→ **TASK DIRECTIONS**: Pull out every line in the records below that contains the word "window". Case counts.

→ **RECORD EXCERPTS**:

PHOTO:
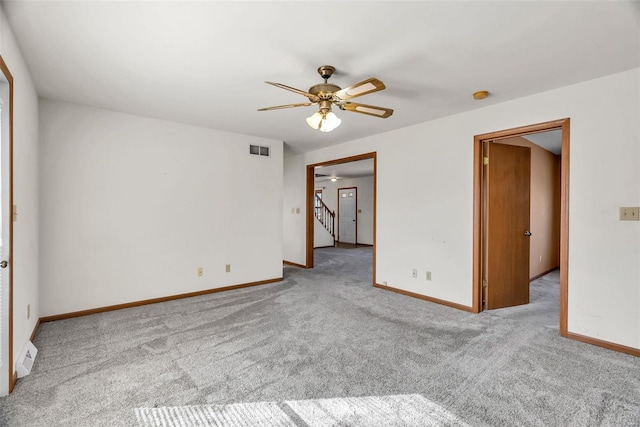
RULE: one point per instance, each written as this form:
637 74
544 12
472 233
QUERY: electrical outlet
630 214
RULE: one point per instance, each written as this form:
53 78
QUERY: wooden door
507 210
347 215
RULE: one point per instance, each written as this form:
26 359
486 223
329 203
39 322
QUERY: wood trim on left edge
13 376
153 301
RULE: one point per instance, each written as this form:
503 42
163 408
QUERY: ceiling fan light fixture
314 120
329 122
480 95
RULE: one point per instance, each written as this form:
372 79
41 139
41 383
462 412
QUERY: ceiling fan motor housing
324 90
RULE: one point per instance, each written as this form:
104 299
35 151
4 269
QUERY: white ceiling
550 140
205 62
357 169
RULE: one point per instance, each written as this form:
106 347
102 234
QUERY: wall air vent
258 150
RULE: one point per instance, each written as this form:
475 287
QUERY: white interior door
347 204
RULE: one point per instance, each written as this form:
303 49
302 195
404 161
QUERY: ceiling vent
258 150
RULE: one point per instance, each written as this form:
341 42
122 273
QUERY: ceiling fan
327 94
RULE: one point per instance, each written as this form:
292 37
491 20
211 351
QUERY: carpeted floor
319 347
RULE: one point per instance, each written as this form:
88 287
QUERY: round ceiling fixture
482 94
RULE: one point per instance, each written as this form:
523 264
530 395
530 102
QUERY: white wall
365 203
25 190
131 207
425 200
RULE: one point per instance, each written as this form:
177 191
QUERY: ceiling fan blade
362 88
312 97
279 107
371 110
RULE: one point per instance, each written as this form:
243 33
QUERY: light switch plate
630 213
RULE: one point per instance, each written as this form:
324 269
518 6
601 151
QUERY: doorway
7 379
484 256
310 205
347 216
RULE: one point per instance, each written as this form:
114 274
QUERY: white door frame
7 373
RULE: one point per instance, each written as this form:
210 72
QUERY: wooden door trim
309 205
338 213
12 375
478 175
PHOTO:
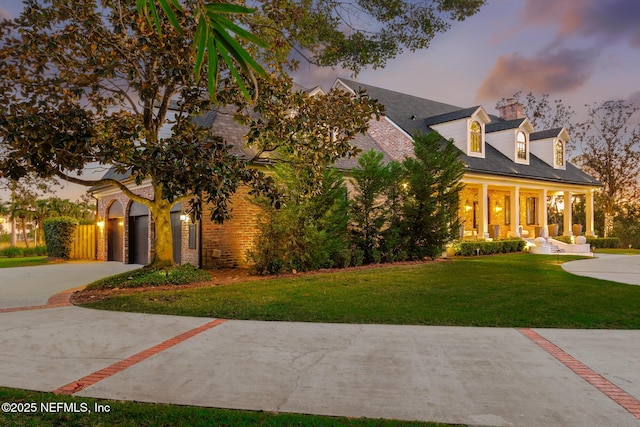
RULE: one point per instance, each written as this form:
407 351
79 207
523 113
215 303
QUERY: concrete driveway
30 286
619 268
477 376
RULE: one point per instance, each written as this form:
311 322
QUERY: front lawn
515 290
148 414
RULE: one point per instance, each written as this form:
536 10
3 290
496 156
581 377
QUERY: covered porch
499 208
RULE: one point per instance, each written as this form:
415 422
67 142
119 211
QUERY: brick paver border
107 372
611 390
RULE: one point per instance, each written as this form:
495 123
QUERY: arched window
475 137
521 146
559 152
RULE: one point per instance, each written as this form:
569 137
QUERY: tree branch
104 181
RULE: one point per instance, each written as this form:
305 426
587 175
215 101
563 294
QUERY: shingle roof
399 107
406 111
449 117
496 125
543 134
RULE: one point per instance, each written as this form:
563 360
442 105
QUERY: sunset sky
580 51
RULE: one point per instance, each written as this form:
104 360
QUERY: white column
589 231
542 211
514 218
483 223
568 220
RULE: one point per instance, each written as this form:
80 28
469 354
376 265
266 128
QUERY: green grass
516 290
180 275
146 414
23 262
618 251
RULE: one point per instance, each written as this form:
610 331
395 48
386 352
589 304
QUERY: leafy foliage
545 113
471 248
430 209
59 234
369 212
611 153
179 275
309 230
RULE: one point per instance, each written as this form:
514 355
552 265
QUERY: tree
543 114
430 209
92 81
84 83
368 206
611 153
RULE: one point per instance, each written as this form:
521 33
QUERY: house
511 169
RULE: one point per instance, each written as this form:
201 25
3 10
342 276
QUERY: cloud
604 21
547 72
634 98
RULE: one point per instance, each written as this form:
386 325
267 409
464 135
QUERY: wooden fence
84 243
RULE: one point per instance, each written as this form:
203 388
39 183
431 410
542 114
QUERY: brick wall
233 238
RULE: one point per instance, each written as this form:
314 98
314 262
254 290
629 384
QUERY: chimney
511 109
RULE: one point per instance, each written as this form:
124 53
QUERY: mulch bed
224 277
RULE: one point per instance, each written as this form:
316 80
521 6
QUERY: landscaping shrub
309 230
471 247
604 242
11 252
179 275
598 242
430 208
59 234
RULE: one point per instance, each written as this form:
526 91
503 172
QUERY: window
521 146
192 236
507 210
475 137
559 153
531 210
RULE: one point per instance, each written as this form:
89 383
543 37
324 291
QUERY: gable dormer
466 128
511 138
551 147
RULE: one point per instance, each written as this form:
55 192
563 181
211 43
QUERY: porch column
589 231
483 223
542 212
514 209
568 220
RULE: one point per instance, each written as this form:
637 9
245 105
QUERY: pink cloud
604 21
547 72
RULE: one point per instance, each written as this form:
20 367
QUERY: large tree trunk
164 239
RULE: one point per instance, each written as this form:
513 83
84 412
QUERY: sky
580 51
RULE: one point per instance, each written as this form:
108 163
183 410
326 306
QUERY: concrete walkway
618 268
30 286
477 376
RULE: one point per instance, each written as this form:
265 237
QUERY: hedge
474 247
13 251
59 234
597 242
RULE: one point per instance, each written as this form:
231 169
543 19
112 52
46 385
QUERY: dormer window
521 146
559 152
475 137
---
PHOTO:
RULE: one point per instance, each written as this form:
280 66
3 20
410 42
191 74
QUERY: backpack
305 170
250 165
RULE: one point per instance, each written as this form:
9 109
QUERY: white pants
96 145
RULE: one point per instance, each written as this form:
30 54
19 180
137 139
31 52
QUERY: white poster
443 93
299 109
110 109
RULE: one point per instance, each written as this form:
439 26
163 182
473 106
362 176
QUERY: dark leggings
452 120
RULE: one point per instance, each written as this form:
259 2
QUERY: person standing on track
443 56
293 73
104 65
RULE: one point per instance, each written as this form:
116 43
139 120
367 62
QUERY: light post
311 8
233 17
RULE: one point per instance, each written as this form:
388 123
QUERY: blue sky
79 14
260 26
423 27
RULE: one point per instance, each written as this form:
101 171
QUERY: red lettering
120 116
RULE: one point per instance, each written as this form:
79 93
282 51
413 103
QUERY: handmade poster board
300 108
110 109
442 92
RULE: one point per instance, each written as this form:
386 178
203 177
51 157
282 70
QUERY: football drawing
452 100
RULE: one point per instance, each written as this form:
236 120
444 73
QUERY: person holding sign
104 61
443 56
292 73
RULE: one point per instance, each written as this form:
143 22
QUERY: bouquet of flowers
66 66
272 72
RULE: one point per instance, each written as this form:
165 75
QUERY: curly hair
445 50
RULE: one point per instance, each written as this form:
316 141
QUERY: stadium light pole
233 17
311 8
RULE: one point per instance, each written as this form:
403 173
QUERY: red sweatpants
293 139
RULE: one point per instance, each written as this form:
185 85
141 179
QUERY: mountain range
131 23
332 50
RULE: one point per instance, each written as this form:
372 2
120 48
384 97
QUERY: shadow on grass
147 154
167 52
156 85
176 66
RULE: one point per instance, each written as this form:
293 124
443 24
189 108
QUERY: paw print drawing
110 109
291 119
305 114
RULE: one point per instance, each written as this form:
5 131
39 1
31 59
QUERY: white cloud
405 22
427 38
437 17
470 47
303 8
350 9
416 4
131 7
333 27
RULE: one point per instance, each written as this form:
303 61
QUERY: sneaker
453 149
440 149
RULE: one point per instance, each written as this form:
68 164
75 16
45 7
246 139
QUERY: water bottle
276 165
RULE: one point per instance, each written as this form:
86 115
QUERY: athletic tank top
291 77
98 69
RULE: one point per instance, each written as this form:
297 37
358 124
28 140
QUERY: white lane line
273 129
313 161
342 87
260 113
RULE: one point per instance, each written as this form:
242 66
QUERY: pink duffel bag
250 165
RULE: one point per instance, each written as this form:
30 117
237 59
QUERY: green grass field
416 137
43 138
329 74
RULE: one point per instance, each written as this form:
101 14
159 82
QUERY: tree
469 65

→ **WRITTEN ANSWER**:
QUERY: arched window
QUERY: window
QUERY: dormer window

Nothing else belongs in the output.